[OBJECTIVE]
Pull out every line in the items below that contains the word "drill", and copy each one. Matching is case-sensitive.

▼▼▼

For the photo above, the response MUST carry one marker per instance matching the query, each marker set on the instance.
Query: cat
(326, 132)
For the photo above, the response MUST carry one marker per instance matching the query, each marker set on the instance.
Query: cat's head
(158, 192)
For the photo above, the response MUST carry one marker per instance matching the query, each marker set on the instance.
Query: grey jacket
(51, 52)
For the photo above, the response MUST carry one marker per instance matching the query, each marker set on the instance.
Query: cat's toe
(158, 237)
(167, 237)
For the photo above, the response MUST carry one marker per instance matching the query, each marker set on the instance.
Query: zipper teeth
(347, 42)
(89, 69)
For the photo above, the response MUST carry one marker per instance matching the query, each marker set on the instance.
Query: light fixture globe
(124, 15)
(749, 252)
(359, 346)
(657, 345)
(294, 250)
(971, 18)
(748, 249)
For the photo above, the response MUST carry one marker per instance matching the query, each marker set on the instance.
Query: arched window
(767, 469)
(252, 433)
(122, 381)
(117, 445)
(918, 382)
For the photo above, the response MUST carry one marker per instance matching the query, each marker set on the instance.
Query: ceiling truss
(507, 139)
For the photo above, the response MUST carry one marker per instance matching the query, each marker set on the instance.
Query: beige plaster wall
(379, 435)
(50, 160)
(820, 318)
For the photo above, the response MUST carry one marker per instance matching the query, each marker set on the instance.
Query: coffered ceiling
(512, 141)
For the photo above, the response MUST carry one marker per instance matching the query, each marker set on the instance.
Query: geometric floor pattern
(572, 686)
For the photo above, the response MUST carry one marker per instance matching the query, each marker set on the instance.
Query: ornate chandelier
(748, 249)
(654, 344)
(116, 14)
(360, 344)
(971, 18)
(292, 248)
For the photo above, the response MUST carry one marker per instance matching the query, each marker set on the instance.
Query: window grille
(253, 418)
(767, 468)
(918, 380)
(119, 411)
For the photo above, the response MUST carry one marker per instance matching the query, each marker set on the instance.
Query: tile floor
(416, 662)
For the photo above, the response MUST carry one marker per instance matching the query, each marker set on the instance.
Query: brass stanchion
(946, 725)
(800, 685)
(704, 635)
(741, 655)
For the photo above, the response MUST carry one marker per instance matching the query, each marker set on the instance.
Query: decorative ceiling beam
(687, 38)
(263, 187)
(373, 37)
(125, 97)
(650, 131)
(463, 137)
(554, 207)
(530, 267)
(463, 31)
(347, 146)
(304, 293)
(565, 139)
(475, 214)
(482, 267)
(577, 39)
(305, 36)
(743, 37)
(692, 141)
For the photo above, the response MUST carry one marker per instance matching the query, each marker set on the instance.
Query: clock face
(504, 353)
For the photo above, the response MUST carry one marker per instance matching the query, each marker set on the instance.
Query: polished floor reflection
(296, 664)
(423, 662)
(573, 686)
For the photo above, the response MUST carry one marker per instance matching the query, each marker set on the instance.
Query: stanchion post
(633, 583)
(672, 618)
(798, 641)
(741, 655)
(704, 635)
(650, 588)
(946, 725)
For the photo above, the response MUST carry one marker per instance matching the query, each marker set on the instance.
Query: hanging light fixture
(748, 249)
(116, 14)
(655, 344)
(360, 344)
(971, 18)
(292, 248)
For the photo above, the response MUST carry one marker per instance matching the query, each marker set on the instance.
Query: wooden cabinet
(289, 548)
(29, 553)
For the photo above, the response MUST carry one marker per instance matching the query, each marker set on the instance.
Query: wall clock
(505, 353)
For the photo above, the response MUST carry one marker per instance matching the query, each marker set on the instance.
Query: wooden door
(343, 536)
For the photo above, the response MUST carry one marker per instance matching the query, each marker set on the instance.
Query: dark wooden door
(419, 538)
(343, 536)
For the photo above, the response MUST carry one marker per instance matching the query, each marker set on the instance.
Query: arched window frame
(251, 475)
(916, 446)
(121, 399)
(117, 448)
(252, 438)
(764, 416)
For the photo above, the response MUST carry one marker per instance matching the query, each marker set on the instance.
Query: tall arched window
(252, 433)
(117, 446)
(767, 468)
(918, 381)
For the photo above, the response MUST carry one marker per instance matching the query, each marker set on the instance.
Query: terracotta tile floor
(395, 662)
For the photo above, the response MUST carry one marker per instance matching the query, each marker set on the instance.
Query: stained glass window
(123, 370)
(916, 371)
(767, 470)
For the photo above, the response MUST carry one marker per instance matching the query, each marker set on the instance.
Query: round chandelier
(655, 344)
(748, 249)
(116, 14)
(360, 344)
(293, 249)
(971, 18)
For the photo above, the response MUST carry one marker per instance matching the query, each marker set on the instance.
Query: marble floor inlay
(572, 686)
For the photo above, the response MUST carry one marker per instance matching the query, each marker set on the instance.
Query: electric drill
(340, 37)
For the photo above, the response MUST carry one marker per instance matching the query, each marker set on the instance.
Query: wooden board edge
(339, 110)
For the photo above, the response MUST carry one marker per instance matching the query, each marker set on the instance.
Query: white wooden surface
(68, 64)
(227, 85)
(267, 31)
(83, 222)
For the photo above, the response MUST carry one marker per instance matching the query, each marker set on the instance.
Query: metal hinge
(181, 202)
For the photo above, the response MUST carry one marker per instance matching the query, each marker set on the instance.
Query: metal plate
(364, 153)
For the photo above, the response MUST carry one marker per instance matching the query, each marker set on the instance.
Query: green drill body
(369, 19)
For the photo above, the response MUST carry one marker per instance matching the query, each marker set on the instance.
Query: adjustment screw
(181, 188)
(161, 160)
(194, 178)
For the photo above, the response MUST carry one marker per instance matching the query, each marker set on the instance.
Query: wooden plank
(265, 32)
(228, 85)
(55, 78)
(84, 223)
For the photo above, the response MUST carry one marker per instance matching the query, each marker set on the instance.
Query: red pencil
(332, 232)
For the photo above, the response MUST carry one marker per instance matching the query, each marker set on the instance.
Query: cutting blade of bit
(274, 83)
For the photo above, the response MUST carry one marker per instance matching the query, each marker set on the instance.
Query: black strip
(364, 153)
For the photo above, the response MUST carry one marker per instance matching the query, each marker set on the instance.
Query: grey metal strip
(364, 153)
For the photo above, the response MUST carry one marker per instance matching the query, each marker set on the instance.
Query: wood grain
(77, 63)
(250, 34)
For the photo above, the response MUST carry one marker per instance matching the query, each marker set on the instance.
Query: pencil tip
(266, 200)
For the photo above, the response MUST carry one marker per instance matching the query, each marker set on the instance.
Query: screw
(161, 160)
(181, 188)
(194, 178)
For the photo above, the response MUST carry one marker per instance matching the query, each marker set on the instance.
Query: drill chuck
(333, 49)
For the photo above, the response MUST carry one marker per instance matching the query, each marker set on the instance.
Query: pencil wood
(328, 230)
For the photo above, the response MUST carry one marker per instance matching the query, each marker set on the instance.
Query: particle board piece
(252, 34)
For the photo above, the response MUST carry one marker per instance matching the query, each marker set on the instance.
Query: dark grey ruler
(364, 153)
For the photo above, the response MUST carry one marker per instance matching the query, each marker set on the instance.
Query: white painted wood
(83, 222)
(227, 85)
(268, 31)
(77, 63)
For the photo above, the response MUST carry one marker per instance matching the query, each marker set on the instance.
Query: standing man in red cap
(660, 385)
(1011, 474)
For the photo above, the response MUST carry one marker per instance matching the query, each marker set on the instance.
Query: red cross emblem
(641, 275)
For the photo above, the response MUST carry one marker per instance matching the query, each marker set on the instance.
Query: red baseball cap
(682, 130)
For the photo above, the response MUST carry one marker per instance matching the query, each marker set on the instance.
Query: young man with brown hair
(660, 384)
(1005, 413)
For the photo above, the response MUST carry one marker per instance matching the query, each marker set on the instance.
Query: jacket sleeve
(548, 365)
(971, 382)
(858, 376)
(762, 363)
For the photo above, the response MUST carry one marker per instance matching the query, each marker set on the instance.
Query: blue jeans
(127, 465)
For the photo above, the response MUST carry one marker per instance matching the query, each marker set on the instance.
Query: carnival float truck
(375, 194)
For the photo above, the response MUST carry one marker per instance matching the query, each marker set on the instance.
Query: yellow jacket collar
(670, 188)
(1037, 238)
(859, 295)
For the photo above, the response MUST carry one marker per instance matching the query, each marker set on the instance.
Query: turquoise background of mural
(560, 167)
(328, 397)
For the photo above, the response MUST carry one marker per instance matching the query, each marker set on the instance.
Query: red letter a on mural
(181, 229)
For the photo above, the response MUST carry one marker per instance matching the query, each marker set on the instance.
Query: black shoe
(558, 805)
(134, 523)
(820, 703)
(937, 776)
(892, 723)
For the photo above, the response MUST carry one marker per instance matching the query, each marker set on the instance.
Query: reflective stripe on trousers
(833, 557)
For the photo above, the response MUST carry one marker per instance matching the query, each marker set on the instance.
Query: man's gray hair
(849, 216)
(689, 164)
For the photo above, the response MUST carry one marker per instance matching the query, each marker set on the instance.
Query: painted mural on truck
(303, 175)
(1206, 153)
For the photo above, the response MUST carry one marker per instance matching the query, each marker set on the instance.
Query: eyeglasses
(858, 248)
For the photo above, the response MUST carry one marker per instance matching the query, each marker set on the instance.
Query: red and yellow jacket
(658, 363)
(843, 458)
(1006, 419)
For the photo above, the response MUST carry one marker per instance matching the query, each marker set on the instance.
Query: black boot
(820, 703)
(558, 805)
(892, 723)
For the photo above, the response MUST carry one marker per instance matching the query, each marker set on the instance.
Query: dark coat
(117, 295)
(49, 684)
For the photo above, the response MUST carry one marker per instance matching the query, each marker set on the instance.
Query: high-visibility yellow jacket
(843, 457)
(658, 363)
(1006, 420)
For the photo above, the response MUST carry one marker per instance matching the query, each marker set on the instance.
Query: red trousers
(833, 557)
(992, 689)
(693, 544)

▲▲▲

[THE ANSWER]
Query: electric drill
Query: green drill body
Query: drill chuck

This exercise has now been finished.